** WHAT YOU WILL DO **
List every line below that contains the string "laptop", copying each one in full. Matching is case-sensitive.

** DATA **
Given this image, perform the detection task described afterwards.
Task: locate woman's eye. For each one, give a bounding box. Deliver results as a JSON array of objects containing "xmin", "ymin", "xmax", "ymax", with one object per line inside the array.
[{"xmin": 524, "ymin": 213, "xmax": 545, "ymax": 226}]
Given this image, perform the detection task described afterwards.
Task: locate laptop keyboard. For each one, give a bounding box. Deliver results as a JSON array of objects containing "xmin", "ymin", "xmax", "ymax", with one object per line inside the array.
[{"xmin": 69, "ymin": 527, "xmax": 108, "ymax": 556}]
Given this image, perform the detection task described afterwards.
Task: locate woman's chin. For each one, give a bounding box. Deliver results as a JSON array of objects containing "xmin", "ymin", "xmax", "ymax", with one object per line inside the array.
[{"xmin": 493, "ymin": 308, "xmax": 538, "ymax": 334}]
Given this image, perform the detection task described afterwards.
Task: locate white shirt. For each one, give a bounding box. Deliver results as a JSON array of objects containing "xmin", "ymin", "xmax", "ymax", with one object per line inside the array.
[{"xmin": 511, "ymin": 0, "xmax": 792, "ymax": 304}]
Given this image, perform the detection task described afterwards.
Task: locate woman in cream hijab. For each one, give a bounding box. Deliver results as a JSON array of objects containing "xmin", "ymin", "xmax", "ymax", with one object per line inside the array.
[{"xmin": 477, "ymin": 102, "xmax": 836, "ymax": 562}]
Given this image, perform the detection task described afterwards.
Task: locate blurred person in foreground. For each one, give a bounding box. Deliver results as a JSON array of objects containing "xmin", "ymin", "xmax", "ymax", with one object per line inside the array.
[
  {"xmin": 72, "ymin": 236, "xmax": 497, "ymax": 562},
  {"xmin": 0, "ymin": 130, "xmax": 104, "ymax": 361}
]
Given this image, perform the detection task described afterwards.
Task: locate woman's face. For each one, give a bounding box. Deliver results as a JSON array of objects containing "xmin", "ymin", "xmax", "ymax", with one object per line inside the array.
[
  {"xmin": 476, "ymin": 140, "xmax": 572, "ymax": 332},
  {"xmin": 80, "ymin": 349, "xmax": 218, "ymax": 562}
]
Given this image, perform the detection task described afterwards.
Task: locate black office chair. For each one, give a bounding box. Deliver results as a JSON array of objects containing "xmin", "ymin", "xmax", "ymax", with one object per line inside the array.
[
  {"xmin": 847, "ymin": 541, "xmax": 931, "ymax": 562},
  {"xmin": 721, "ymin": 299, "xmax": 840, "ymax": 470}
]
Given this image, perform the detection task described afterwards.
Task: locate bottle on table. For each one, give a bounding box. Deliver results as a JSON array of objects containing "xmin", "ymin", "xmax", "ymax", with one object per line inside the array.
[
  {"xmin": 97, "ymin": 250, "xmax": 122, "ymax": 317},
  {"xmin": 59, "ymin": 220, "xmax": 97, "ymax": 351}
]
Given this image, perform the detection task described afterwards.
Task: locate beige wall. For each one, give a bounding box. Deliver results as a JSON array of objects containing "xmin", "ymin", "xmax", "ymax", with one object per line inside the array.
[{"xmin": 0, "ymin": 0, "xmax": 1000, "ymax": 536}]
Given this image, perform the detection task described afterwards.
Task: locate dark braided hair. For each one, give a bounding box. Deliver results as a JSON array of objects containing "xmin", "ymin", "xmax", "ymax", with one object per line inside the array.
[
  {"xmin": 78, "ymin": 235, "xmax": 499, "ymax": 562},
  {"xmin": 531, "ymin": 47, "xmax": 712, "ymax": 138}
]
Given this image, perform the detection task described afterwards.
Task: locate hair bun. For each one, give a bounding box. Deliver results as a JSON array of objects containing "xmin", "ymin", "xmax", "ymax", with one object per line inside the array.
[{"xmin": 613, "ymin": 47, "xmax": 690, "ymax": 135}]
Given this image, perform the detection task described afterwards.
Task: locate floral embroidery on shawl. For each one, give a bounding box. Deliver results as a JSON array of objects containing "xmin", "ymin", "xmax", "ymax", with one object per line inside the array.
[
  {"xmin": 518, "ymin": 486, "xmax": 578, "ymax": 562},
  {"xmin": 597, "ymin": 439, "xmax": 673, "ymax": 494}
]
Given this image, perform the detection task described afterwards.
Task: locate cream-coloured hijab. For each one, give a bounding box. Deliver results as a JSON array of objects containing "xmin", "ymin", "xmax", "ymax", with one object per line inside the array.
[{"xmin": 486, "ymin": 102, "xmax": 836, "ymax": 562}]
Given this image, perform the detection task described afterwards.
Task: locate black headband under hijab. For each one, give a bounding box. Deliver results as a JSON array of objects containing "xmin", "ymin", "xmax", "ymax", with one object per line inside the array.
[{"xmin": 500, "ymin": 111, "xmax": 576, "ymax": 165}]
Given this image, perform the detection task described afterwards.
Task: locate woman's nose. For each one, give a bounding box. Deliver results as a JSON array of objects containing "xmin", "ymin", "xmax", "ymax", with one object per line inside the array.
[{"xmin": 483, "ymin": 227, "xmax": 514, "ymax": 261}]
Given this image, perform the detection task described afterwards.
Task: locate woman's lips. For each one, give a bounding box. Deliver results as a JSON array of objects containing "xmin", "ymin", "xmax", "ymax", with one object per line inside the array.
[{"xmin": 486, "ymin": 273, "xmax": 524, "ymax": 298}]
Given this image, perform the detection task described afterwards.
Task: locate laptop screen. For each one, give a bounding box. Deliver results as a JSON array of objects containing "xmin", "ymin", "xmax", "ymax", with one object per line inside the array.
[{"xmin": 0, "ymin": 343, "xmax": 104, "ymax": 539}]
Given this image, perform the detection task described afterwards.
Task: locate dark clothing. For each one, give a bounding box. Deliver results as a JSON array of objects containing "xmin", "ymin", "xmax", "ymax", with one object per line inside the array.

** CORRECT ANSWER **
Task: locate laptop keyboard. For each one, give a bounding box. Deliver results as a JSON array of objects containing "xmin", "ymin", "xmax", "ymax", with one object per line inside the array.
Task: locate laptop screen. For each one, give a bounding box. Deliver results as a JSON array of objects containing "xmin", "ymin", "xmax", "ymax", with one object per line inside the array.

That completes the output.